- Work order
Below is some data. Retype exactly the lines starting at the one with "pixel 360 6" and ending at the one with "pixel 135 279".

Image point grounding data:
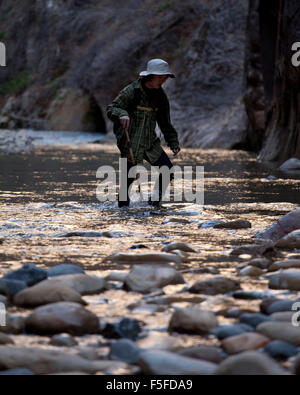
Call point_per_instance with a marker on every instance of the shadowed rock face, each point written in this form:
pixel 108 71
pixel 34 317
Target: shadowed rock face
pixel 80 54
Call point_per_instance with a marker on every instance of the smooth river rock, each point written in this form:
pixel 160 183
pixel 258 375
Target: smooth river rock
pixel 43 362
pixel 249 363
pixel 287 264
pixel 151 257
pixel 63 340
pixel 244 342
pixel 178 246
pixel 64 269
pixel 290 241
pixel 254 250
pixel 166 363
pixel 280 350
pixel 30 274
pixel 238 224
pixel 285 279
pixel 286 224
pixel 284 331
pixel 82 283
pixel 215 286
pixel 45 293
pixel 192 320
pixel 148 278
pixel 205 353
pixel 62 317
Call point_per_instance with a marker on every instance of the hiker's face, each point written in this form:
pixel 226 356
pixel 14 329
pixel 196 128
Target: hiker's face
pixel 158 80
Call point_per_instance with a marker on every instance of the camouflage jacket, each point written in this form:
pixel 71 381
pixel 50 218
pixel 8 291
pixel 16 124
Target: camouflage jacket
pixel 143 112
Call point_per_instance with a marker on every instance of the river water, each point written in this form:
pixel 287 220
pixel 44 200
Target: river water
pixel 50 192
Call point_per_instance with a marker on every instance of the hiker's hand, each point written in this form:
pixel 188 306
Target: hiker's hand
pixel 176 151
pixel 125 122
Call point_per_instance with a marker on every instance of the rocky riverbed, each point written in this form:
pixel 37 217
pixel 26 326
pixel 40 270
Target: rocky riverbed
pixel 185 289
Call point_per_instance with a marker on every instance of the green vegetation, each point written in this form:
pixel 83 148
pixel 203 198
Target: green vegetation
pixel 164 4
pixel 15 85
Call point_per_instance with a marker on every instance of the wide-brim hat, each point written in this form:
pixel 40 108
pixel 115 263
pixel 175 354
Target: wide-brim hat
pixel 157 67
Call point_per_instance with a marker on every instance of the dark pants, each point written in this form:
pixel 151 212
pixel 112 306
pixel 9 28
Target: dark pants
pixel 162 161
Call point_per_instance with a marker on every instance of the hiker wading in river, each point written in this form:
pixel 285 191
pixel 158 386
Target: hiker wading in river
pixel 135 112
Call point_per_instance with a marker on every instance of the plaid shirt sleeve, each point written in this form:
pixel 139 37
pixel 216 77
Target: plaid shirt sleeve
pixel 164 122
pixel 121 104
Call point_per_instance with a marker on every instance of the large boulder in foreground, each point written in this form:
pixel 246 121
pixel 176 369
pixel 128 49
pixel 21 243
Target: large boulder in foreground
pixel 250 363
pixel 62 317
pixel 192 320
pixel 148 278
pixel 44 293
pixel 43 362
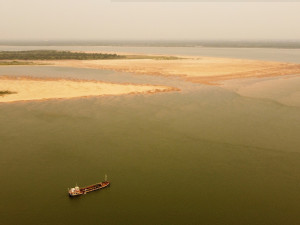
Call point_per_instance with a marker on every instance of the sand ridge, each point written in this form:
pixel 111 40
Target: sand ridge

---

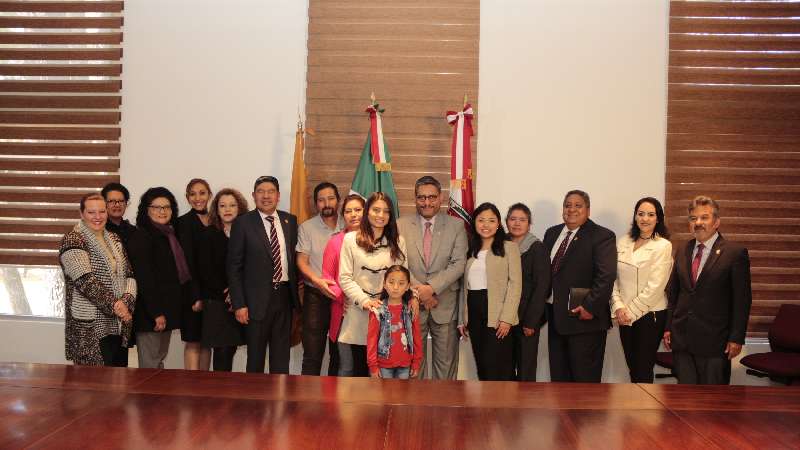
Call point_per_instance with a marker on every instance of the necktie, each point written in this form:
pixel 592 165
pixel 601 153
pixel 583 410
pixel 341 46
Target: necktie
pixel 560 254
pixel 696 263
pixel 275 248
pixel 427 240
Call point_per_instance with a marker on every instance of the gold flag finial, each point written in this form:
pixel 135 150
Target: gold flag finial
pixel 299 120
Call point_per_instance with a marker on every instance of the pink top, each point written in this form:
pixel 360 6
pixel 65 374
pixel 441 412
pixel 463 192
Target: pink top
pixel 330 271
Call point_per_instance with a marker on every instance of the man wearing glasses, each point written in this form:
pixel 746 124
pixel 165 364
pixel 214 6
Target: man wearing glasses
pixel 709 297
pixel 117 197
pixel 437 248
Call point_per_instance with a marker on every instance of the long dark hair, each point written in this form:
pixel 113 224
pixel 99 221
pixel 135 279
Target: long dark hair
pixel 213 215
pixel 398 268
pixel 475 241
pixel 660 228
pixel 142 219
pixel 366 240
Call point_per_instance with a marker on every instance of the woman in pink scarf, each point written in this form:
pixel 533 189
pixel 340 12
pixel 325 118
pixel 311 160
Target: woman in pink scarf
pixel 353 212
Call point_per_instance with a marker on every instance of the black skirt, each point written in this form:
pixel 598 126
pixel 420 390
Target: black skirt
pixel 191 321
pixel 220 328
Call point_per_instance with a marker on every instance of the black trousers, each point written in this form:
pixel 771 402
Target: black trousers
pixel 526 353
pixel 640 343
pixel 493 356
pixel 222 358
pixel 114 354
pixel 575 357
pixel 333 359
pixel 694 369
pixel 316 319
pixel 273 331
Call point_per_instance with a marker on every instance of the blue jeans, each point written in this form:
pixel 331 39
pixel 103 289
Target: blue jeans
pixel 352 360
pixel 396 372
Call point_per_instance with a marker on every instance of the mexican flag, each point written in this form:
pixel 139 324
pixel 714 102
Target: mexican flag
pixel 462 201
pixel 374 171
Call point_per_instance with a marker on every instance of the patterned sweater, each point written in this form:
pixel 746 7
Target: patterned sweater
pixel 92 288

- Task result
pixel 360 6
pixel 65 374
pixel 441 412
pixel 463 192
Target: pink top
pixel 330 271
Call point_per_instance with a marker on every instance of the man wearing glasses, each point written in this form:
pixel 746 124
pixel 165 364
pixel 214 6
Target: man wearing glasses
pixel 709 297
pixel 117 197
pixel 437 248
Call point_per_instance with a marker on every instance of the long dark hair, each point written in this form:
pixel 113 224
pixel 99 221
pixel 135 279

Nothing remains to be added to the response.